- Objective
Write every entry out again exactly, please, and skip the pictures.

- Information supplied
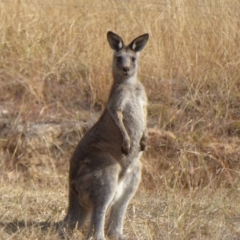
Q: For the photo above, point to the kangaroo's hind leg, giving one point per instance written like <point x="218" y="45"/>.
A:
<point x="96" y="185"/>
<point x="130" y="184"/>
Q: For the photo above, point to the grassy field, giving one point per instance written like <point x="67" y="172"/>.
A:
<point x="55" y="76"/>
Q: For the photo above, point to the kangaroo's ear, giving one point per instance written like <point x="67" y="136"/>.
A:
<point x="138" y="43"/>
<point x="115" y="42"/>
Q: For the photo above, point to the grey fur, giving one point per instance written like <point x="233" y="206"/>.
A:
<point x="105" y="168"/>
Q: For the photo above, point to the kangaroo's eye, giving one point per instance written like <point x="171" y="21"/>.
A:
<point x="119" y="59"/>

- Reply
Q: For the photo above, point to the kangaroo's hind leg, giving one point per instance written like <point x="218" y="45"/>.
A:
<point x="96" y="185"/>
<point x="130" y="184"/>
Q: For the photo above, point to the grassy field, giving one point per instance written like <point x="67" y="172"/>.
A:
<point x="55" y="76"/>
Q: For the photo above, point to the kangaroo's ear, giving one point per instance written like <point x="67" y="136"/>.
A:
<point x="138" y="43"/>
<point x="115" y="42"/>
Q: For the photo above, point to the grey fur, giving one point per instance written like <point x="233" y="206"/>.
A:
<point x="105" y="168"/>
Q: For the photo above, point to the kangaroo's eye, giving one point per instance written like <point x="171" y="21"/>.
A:
<point x="119" y="59"/>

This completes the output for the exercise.